Excerpt provided:
-=-=-

3D printing has huge applications in dentistry because each persons mouth is unique. 3D technology allows for detailed customization so Dentists can create customized products that fit their patients perfectly. An example of one of the earlier applications is the “invisible braces” called Invisalign. After scanning the patients mouth, the Dentist can 3D print the plastic aligner which looks similar to a mouthguard.
More Dentists are realizing that 3D printers can make their lives a lot easier because they can print customized products like bleaching trays, bite guards, crowns, veneers, and inlays, all before the patient leaves the office! They can capture the intricacies of the patients teeth by 3D scanning a patients mouth and turning it into an .stl file for printing. Formlabs is already in the dentistry market with the release of their new Form 2 3D Printer which is already successfully being used in dental offices today.
Okay…but is it sanitary?
After all this talk about 3D printing medical devices and tools that go inside your mouth, you’re probably wondering, is this even sanitary? In one of our previous articles on 3D Printing and Food Safety, we talk about some of the issues and options to mitigate concerns of 3D printing and food safety. Researchers from the University of Arizona, set out to test this question using an Army-Navy surgical retractor made from PLA. After undergoing sterilization recommended by the Food and Drug Administration (FDA), it was tested for bacterial contamination and went through stress tests to make sure it was mechanically sound for use in surgery. According to their tests, even a freshly printed tool, printed on a sanitary surface and environment could in theory be used right away without any additional sterilization.
Medical Uses Still Being Researched
There are a number of medical applications that are being researched and tested intensively, but are not ready for the mainstream market yet. Here’s a few:
Organs: Researchers haven’t quite figured out how to 3D print whole organs yet but they are making developments in 3D printing organ cells. Organovo, a medical research company 3D printed liver cells that were able to function for 40 days. The goal is to eventually be able to 3D print whole organs that can be given to those in need of an organ donor.

-=-=-

Things to do:
A: In the 3D printing passage, for how many days were the liver cells printed by Organovo able to function?
B: List every customized product named in the 3D printing passage's sentence that begins "More Dentists are realizing."
C: Continue the 3D printing passage from its last sentence.

Information provided:
-=-=-

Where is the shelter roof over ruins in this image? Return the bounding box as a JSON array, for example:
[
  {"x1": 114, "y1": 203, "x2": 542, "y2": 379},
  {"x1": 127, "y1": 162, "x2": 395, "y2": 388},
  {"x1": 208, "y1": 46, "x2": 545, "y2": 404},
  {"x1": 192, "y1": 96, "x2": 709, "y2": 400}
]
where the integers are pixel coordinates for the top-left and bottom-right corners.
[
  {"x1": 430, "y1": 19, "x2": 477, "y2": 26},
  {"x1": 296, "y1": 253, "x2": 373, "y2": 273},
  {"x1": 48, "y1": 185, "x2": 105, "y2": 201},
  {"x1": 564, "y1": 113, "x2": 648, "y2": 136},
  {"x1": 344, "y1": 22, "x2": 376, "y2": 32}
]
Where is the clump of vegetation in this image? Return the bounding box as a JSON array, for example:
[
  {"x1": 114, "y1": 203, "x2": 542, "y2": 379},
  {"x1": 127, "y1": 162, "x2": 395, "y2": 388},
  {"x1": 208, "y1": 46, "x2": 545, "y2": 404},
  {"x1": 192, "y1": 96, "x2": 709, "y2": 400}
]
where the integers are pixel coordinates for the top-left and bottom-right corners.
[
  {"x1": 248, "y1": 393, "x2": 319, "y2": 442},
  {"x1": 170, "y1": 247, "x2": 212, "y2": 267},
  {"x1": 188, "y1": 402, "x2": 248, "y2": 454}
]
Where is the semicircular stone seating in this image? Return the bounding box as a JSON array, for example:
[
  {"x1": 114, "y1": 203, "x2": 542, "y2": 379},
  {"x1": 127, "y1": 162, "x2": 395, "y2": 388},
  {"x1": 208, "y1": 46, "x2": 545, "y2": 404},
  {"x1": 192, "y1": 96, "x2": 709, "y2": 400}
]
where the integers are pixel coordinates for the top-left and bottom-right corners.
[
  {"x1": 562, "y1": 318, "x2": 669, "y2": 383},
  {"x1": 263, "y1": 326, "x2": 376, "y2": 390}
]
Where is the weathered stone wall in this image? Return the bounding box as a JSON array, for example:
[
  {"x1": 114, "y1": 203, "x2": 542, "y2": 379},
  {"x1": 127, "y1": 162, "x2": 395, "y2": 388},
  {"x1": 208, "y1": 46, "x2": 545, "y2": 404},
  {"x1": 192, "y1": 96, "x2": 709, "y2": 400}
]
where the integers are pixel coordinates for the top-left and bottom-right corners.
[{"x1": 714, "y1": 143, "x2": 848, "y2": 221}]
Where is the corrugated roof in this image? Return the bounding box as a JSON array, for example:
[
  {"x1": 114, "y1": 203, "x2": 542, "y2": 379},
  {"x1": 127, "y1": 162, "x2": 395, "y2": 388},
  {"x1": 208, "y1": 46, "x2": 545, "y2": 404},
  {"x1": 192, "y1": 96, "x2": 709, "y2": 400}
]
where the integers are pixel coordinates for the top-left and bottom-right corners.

-=-=-

Answers to each task:
A: 40 days

B: Bleaching trays, bite guards, crowns, veneers, and inlays.

C:
Drugs: The technology isn’t quite there yet, but a researcher in Glasgow is able to 3D print chemical compound molecules. He sees the future of digital prescriptions being in the form of a blueprint or file that can you can download from an online drug store and print at home. You can hear more about his predictions on how 3D printing will disrupt the drug industry in his Ted Talk.
Tissue & Blood Vessels: Researchers from Harvard used a 3D printer to create tissue containing skin cells and biological material with blood-vessel-like structures. The material used to print these cells is a gelatine-like ink that liquifies as it cools and acts as the material that surrounds our cells and are laid down by the printer in layers. The team says this is a stepping stone to actually printing whole organs.
Medical Designs on Pinshape!
This 3D printed inhaler case was created to give people who suffer from asthma a convenient way to carry around their inhaler that’s more discreet than a regular inhaler.
This design was created for Mikael’s father in law who has Parkinson disease. Although he can still drive his car thanks to his medication, he has difficulty getting his seatbelt on. This device allows him to reach the seatbelt better so he can buckle up!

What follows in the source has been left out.